Provided records section start
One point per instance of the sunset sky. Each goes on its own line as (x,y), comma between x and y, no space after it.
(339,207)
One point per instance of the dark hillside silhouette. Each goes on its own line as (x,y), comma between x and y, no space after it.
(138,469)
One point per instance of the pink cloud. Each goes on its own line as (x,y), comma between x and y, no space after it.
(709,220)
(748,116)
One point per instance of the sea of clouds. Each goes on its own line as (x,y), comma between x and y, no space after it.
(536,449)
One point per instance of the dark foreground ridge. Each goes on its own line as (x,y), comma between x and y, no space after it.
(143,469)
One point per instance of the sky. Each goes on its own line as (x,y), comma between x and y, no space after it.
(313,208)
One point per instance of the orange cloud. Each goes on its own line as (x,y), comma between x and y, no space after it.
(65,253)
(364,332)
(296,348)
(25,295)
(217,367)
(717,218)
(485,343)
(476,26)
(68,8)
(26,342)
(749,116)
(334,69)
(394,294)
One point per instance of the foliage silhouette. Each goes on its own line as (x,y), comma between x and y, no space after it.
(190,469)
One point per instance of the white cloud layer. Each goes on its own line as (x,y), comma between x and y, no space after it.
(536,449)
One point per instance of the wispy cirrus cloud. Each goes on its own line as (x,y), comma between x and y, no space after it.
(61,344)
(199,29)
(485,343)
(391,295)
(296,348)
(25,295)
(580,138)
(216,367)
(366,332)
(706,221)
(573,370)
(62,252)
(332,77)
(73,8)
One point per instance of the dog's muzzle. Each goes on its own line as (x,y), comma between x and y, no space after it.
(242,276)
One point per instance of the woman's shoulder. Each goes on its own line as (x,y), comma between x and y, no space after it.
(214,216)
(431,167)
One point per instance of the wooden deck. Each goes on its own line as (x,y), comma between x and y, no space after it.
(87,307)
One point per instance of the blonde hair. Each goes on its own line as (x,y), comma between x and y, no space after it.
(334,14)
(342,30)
Provided records section end
- Your objective -
Without changing a word, write out each entry again.

- Solution to this exercise -
One point per instance of the sunset sky. Each goes on its own line as (x,y), comma between x and y, no space after it.
(339,207)
One point per instance of the dark hillside silhouette. Each goes on its own line as (x,y), comma between x and y, no space after it.
(138,469)
One point per instance of the pink cloud. Each goes on its own line as (x,y), comma between x and y, no space after it.
(709,220)
(748,116)
One point per instance of the sea of clouds. Each goes on its own line as (x,y), comma between x and y, no space after it.
(536,449)
One point per instance of the dark foreground ridge. Each goes on its own line as (x,y), comma between x and y, no space after it.
(143,469)
One point per instance of the sky. Each goes on its own line as (x,y), comma between x and y, no space after it.
(313,208)
One point per instance of the orange cloud. Each goes on its own line as (x,y), comma between x and y, no space after it.
(65,253)
(364,332)
(296,348)
(25,295)
(217,367)
(717,218)
(485,343)
(476,26)
(68,8)
(26,342)
(749,116)
(334,69)
(394,294)
One point per instance of the foliage silhouette. Each goes on its own line as (x,y), comma between x and y, no space after it.
(190,469)
One point per instance of the white cloud layer. Each goes on its own line as (x,y), comma between x and y, no space after it.
(536,449)
One point per instance of the wispy cirrus cloud. Each goes on its own line as (x,y), comma between x and y, no space after it.
(61,344)
(199,29)
(485,343)
(391,295)
(296,348)
(25,295)
(580,138)
(216,367)
(366,332)
(706,221)
(573,370)
(62,252)
(332,77)
(73,8)
One point per instance of the dog's muzzle. Each goes on its own line as (x,y), comma between x and y, no space after it.
(242,276)
One point per instance of the woman's shoulder. Each goes on its own line as (x,y), comma between x and y, no space after it.
(214,216)
(431,167)
One point per instance of the wooden deck. Each goes on its own line as (x,y), comma between x and y, no space after it.
(87,307)
One point per instance of the blonde hair. Each goes on its own line as (x,y), comma between x and y, no space after it.
(334,14)
(342,30)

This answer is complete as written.